▸ **Aim of the task**
Can you reproduce, word for word, the stretch of the listing below from the line containing "In this exercise you will locate the license" through the end of the listing, both ends included?

▸ **Dataset**
-=-=-=-=-
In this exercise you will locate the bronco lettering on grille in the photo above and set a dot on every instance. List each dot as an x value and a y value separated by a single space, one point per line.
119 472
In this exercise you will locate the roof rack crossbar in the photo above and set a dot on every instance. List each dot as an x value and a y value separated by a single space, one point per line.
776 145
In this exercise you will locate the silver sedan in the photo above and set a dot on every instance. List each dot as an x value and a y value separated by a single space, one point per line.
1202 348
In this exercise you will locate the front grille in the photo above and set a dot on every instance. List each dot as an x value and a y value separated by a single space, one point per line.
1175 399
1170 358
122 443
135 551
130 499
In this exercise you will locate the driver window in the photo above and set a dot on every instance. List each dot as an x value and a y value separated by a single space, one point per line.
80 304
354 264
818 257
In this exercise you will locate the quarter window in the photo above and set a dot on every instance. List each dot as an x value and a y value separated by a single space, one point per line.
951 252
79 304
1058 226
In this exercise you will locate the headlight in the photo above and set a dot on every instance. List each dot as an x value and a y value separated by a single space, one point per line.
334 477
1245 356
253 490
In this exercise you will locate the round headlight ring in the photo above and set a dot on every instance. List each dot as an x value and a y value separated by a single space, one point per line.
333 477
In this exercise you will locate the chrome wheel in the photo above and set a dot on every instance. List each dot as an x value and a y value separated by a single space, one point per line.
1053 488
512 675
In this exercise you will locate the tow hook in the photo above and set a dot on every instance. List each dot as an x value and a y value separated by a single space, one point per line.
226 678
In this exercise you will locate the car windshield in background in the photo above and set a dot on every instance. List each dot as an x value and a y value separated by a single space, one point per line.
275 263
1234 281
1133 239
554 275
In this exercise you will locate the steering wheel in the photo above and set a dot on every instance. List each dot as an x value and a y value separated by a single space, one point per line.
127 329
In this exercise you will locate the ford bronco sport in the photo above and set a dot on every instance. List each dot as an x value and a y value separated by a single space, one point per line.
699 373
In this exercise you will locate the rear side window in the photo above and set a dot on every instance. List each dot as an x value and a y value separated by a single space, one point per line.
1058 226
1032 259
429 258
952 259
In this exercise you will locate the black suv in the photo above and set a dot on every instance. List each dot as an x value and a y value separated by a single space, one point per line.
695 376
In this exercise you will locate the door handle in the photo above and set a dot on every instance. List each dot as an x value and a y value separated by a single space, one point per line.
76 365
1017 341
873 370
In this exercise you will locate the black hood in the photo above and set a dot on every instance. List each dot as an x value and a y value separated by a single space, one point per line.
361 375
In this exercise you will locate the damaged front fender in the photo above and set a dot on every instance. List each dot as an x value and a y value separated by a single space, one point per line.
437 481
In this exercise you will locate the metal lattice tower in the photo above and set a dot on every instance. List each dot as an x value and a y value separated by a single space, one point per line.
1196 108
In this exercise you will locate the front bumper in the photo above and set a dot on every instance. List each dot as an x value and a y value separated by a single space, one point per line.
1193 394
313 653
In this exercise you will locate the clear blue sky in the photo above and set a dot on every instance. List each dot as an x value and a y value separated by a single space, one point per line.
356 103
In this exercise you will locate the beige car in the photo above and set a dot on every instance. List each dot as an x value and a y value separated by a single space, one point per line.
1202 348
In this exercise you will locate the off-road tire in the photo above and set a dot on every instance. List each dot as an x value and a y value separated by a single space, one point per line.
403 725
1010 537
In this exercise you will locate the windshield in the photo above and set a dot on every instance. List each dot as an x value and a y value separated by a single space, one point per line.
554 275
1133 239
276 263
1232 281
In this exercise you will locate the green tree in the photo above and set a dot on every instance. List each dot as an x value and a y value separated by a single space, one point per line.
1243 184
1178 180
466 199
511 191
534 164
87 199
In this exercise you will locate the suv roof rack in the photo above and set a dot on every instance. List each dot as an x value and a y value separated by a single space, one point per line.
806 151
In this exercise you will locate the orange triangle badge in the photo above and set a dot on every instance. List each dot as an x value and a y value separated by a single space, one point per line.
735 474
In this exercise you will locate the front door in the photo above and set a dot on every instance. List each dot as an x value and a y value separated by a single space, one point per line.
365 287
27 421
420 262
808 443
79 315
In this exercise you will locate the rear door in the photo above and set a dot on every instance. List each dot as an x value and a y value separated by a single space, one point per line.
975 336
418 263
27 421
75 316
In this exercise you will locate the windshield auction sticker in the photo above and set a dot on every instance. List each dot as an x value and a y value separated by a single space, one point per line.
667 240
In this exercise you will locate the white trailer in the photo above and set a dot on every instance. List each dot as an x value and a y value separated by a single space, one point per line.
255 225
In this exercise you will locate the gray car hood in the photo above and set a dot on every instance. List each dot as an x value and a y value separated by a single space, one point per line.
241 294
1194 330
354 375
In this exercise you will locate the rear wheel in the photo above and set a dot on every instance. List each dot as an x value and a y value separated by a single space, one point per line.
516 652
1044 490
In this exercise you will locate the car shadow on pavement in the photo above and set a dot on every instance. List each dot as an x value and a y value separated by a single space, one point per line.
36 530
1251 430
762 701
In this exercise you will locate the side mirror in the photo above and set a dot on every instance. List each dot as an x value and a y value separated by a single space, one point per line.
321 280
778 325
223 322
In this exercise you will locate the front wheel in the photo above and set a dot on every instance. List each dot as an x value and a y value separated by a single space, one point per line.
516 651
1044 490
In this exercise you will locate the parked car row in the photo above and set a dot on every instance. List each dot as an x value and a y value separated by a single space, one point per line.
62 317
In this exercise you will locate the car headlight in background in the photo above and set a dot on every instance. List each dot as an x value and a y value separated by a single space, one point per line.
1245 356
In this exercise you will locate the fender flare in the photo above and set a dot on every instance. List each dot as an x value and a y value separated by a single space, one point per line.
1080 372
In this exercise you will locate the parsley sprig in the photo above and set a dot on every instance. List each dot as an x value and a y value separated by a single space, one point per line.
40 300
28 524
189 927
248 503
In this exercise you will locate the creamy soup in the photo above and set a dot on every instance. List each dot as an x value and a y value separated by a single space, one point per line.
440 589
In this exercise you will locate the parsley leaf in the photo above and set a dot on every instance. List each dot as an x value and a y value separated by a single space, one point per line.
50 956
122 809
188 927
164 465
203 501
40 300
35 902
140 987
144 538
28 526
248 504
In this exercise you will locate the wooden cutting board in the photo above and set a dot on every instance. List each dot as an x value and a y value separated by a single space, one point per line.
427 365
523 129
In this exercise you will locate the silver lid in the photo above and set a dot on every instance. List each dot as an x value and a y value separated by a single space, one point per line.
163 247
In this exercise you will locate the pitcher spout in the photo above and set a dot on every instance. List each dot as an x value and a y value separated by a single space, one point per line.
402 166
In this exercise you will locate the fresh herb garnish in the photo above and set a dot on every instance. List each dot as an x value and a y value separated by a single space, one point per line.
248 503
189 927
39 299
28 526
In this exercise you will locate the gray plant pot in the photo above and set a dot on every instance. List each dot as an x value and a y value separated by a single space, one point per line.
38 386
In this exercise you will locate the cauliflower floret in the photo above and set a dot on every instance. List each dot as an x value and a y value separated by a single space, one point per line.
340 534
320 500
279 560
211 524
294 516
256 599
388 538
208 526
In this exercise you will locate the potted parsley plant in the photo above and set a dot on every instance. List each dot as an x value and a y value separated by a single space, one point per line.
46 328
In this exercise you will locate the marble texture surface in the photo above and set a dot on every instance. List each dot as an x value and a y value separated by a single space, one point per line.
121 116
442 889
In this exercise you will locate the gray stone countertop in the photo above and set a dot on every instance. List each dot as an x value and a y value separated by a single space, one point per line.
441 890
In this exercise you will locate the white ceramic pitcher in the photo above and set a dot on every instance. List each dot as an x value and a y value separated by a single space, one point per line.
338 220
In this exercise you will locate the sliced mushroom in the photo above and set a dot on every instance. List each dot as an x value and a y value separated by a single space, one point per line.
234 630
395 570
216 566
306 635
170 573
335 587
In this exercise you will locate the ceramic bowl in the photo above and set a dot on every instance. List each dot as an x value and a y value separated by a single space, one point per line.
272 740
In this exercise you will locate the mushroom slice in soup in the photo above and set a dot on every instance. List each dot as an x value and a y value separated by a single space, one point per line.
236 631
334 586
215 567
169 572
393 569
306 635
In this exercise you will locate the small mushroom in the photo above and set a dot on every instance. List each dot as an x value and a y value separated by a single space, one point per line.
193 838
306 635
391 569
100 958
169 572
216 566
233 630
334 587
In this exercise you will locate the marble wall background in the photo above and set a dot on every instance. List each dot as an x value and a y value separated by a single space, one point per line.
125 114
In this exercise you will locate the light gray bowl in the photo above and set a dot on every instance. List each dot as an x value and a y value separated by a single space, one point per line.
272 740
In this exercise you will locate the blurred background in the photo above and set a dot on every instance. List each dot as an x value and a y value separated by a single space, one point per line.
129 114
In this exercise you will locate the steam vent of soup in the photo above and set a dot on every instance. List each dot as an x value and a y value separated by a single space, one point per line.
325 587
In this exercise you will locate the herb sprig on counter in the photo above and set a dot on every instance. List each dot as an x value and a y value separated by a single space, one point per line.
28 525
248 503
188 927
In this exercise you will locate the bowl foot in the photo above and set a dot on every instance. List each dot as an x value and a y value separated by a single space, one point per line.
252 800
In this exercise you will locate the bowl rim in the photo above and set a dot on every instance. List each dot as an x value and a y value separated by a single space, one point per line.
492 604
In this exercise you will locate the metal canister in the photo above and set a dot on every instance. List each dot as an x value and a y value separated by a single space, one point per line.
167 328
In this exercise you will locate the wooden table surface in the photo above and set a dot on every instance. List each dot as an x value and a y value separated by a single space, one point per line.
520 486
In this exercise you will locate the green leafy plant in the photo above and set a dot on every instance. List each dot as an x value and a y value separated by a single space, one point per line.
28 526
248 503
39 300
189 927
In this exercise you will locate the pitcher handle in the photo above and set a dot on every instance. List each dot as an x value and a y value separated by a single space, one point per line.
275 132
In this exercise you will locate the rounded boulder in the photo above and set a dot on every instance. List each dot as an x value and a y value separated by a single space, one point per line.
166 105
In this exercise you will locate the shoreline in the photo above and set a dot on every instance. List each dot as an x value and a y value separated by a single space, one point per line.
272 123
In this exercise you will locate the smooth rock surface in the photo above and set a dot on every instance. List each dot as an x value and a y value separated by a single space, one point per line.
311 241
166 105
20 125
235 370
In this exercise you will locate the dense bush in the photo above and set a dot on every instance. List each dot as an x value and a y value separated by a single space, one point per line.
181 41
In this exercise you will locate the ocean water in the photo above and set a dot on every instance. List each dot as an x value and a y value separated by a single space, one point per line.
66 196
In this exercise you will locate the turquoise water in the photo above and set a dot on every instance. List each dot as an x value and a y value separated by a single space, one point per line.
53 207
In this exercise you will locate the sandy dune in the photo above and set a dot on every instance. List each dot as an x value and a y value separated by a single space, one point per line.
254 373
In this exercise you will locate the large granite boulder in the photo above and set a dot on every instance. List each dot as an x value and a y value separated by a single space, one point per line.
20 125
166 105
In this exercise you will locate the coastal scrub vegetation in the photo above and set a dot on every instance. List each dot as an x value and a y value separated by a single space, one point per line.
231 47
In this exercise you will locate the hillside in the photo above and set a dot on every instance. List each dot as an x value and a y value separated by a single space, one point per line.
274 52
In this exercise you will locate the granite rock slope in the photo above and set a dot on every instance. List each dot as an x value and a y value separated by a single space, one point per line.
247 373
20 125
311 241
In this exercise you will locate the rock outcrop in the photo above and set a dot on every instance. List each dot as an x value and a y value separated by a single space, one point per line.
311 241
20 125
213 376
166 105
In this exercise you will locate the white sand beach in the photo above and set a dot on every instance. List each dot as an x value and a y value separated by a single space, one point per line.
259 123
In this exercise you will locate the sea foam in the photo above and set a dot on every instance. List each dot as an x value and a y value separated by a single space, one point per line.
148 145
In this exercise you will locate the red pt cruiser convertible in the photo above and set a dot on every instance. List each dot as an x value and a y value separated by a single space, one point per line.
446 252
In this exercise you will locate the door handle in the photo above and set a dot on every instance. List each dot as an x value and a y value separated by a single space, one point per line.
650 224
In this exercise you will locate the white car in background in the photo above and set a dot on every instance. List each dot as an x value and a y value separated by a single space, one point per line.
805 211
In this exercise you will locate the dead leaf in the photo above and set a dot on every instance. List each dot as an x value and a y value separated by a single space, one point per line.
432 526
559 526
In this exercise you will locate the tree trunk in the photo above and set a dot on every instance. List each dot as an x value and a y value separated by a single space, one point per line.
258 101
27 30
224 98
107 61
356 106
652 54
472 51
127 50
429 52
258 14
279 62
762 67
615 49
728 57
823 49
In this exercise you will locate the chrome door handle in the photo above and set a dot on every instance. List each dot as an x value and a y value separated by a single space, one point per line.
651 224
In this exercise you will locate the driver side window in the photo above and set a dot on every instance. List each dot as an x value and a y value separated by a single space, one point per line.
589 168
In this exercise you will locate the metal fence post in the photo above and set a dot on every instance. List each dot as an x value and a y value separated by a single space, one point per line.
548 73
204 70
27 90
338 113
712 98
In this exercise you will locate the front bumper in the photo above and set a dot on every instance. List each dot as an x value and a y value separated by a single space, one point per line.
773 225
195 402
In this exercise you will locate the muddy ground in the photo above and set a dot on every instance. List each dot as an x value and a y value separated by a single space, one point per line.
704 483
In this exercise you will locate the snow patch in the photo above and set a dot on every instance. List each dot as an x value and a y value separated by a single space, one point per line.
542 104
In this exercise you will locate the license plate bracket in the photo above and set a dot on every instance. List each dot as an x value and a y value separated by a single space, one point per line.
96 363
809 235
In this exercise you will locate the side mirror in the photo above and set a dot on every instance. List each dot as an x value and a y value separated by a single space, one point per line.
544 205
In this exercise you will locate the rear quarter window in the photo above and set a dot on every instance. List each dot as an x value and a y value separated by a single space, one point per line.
-=-=-=-=-
▸ **Output below**
In this exercise you will locate the license plate bracket in the photo above and set a dot on every instance. List each dot as an x value and a y value separated by a single space, one point per line.
96 363
809 235
In this exercise you will locate the side mirror in the photo above and set a dot on every instance. List each dot as an x value and a y value separated by a single space, one point per line.
544 205
In this exercise you will locate the rear quarter window in the photo above and set a dot on every instance. List each dot as an x value and a y value separated by a single space, one point per line.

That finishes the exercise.